# Text
——————

Personal information
- Full name: Warren Bardsley
- Born: 6 December 1882 Warren, New South Wales, Australia
- Died: 20 January 1954 (aged 71) Sydney, New South Wales, Australia
- Batting: Left-handed
- Relations: Mick Bardsley (brother)

International information
- National side: Australia;
- Test debut (cap 94): 27 May 1909 v England
- Last Test: 18 August 1926 v England

Domestic team information
- 1903–1926: New South Wales

Career statistics
| Competition | Tests | First-class |
| Matches | 41 | 250 |
| Runs scored | 2,469 | 17,031 |
| Batting average | 40.47 | 49.94 |
| 100s/50s | 6/14 | 53/73 |
| Top score | 193 not out | 264 |
| Balls bowled | 0 | 54 |
| Wickets | – | 0 |
| Bowling average | – | – |
| 5 wickets in innings | – | – |
| 10 wickets in match | – | – |
| Best bowling | – | – |
| Catches/stumpings | 12/– | 113/– |
- Source: CricketArchive, 26 January 2009

= Warren Bardsley =

Australian cricketer (1882–1954)

Warren "Curly" Bardsley (6 December 1882 – 20 January 1954) was an Australian Test cricketer. An opening batsman, Bardsley played 41 Tests between 1909 and 1926 and over 200 first-class games for New South Wales. He was Wisden's Cricketer of the Year in 1910.

==Career==

A strong domestic season in 1908–09 – 748 runs from 9 innings at an average of 83.11 – led to Bardsley's inclusion in the 1909 Australian squad to tour England for the Ashes. After making his debut at Edgbaston, in the city of Birmingham, Bardsley struggled for runs in the Test arena, returning scores of 2, 6, 46, 0, 30, 2, 9 and 35 in his first eight innings. In the Fifth Test, at The Oval, London, however, Bardsley became the first Test cricketer to score a century – 100 runs or more – in both innings of a single Test match.

The 1910–11 series against South Africa in Australia was Bardsley's strongest Test series – 573 runs at 63.67 in nine innings. The following year, against England, he struggled somewhat and was replaced by the aging Syd Gregory for the Fifth Test. Bardsley returned to Test form in the inaugural Triangular Test series (featuring England, Australia and South Africa in England) ending the series as the leading run-scorer (392 runs at 65.33 from 6 innings).

World War I robbed Bardsley of five years of his playing career. By the time Test cricket resumed in 1920, Bardsley was aged in his late-thirties. His form was not the same; in the 21 Tests Bardsley played from 1920 to 1926, he managed only one century. Maintaining his position in the Australian Test squad proved to be difficult, especially considering the fine form of younger opening batsmen Bill Ponsford, Bill Woodfull and Herbie Collins. Despite his Test woes, domestically Bardsley continued to average in the high-30s – low-40s for New South Wales throughout much of the early-1920s.

——————

# Data for analysis
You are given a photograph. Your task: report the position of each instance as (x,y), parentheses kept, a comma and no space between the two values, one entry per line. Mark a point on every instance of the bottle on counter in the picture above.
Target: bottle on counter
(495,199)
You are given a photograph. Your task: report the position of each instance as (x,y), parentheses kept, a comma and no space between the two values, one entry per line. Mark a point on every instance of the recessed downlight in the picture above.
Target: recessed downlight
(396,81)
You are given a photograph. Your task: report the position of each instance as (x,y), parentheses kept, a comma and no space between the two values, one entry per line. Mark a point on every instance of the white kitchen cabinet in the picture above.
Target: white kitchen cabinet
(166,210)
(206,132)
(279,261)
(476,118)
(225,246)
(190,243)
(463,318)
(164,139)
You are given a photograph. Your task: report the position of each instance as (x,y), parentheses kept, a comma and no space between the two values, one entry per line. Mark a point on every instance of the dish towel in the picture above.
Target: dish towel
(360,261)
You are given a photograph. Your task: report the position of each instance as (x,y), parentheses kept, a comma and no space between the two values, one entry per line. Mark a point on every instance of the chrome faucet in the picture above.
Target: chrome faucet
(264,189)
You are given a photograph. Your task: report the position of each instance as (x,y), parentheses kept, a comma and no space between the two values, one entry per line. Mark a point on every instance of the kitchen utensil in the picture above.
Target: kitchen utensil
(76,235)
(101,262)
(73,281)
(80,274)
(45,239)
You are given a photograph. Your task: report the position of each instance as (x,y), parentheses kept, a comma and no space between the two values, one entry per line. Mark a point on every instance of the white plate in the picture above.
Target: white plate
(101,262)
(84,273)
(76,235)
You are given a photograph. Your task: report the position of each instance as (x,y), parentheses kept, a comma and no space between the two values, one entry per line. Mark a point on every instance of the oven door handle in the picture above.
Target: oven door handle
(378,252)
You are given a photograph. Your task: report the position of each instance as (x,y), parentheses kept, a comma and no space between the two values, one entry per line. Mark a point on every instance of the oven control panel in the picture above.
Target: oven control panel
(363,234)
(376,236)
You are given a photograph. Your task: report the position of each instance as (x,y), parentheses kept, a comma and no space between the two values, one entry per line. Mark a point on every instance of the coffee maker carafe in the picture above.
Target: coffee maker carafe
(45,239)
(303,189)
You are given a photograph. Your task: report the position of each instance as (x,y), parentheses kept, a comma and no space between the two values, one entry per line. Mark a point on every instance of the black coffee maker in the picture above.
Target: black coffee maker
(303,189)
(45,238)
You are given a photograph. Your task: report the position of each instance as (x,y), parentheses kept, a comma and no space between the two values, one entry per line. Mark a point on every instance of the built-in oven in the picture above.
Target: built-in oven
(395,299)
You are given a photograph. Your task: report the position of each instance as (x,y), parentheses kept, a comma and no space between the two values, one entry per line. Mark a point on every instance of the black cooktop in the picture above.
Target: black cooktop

——————

# Study questions
A. Answer these questions using the Bardsley text, labeling each answer (i), (ii), or (iii):
(i) In what year was Bardsley Wisden's Cricketer of the Year?
(ii) What was Bardsley's batting average in the 1908–09 domestic season?
(iii) Who replaced Bardsley for the Fifth Test against England the year after the 1910–11 South Africa series?
B. Rewrite the paragraph of the Bardsley text that begins "World War I robbed Bardsley" as a short bulleted list that keeps its main facts.
C. List every person named in the Bardsley text apart from Warren Bardsley himself.

# Per-task answers
A.
(i) 1910
(ii) 83.11
(iii) Syd Gregory

B.
- World War I cost Bardsley five years of his playing career.
- When Test cricket resumed in 1920, he was in his late thirties and his form had declined.
- In his 21 Tests from 1920 to 1926, he made only one century.
- Keeping his place in the Australian Test squad was difficult because younger openers Bill Ponsford, Bill Woodfull, and Herbie Collins were in fine form.
- In domestic cricket, he still averaged in the high 30s to low 40s for New South Wales through much of the early 1920s.

C.
- Mick Bardsley
- Syd Gregory
- Bill Ponsford
- Bill Woodfull
- Herbie Collins